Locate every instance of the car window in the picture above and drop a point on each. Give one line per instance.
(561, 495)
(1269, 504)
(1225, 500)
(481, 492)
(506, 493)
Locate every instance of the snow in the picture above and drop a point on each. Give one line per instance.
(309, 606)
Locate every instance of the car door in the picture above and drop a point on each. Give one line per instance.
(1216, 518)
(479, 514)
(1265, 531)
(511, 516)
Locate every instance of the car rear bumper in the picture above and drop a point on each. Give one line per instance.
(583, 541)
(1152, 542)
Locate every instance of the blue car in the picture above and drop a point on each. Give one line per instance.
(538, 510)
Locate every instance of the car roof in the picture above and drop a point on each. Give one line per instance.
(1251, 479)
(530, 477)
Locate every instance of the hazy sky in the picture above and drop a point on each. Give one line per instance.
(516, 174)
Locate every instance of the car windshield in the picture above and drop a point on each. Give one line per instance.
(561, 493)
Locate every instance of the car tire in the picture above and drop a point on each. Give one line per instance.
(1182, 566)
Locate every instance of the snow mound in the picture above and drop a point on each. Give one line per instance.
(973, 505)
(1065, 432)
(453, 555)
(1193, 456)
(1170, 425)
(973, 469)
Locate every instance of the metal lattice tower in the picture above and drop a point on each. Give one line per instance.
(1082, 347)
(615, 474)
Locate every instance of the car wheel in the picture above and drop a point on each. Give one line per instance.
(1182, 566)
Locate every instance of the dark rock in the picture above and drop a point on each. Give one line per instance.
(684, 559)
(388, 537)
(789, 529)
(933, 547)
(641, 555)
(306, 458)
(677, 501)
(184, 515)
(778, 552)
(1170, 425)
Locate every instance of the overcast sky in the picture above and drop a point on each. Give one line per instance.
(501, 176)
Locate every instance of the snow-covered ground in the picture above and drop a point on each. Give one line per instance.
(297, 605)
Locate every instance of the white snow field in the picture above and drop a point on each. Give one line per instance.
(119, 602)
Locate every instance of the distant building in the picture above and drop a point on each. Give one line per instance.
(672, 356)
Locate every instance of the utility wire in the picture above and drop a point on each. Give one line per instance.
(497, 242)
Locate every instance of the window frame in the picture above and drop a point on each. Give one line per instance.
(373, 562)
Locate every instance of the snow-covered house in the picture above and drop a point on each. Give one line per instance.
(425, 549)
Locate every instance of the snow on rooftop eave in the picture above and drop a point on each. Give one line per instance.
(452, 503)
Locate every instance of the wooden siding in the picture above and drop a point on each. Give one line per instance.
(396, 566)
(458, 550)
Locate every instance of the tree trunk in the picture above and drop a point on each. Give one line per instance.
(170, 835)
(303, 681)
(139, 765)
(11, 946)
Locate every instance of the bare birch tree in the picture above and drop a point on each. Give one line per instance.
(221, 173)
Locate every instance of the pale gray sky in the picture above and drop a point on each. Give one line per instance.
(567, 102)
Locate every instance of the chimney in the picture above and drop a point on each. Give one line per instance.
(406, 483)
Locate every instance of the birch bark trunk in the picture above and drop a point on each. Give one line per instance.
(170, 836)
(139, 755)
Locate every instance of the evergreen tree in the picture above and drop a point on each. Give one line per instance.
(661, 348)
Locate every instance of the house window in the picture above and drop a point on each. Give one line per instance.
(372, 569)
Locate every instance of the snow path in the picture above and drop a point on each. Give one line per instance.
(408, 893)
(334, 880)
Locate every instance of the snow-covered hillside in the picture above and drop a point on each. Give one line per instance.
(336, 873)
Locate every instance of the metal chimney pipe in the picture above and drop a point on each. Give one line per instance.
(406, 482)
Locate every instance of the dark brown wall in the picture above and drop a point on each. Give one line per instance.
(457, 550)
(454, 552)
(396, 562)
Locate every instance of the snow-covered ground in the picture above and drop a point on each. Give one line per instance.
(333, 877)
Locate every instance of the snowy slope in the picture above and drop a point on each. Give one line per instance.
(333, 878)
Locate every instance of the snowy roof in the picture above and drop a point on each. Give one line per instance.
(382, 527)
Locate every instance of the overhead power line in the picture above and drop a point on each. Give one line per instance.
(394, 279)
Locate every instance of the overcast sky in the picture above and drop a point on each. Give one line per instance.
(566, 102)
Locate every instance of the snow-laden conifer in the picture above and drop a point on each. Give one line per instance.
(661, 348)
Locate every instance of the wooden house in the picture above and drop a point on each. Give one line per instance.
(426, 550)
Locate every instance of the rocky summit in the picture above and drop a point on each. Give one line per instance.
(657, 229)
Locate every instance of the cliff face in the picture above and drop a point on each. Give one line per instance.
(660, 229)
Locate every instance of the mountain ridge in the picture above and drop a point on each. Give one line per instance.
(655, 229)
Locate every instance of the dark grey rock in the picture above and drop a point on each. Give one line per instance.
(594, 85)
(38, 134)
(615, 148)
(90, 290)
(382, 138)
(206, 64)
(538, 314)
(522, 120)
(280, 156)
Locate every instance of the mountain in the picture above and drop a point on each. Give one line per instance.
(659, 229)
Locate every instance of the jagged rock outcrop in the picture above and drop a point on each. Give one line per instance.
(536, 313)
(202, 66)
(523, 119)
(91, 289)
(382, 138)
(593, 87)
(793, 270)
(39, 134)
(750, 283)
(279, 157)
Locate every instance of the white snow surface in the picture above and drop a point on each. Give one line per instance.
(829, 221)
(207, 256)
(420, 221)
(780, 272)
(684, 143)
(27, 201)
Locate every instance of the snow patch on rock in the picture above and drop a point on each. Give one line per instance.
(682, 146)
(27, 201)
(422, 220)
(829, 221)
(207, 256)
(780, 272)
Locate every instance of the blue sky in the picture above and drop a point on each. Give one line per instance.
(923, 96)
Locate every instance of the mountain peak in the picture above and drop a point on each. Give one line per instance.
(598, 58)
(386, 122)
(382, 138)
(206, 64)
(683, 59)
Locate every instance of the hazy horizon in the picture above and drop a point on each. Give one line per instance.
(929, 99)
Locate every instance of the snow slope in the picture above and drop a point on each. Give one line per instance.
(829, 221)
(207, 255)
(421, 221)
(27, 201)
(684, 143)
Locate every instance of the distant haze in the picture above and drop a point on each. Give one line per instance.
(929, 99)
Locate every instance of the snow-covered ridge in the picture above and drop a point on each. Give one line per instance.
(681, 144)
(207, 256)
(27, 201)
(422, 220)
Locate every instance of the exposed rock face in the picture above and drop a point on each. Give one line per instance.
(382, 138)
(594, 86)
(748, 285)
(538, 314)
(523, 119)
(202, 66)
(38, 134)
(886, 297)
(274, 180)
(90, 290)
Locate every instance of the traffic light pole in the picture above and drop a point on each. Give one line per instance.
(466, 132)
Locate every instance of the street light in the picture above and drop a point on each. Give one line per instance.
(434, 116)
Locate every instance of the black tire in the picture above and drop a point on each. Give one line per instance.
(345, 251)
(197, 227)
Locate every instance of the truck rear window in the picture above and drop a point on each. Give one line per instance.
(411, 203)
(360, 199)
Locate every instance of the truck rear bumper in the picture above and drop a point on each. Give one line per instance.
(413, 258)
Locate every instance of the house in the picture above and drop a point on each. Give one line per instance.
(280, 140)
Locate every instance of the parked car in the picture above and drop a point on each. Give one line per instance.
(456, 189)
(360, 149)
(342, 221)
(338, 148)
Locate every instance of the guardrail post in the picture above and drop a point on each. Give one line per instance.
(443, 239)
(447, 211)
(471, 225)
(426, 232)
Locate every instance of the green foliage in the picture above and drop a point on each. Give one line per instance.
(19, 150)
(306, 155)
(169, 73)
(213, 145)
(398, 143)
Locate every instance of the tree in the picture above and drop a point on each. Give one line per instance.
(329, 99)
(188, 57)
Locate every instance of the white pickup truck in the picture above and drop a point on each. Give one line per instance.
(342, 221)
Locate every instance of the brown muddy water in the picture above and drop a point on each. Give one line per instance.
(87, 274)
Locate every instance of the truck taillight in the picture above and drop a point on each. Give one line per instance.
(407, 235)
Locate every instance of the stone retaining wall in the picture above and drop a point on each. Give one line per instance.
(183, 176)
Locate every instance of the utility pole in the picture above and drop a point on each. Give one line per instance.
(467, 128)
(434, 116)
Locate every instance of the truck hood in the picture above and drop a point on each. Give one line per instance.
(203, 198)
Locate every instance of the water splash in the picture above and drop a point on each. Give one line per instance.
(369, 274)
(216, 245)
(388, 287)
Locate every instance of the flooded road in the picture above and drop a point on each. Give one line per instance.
- - -
Rewrite the stretch of data from its start through the line containing "(1152, 542)", keeping every request, and scale each point coordinate in the answers by 0.6, rounding to whole numbers with halves rounded up. Give only those lines.

Locate every instance of the car window in the picture above and drop a point on each. Give one line per instance.
(337, 297)
(761, 302)
(735, 300)
(289, 295)
(304, 296)
Locate every instance of the snow in the picture above and drop a point on each. Give one line per instance.
(185, 364)
Locate every instance of the car door in the picture above and drop a point on each. Give one line per instance.
(730, 311)
(287, 308)
(759, 319)
(307, 310)
Locate every instance of the car rear bumper in the picture above and drop a point on each. Give one line per instance.
(350, 325)
(691, 325)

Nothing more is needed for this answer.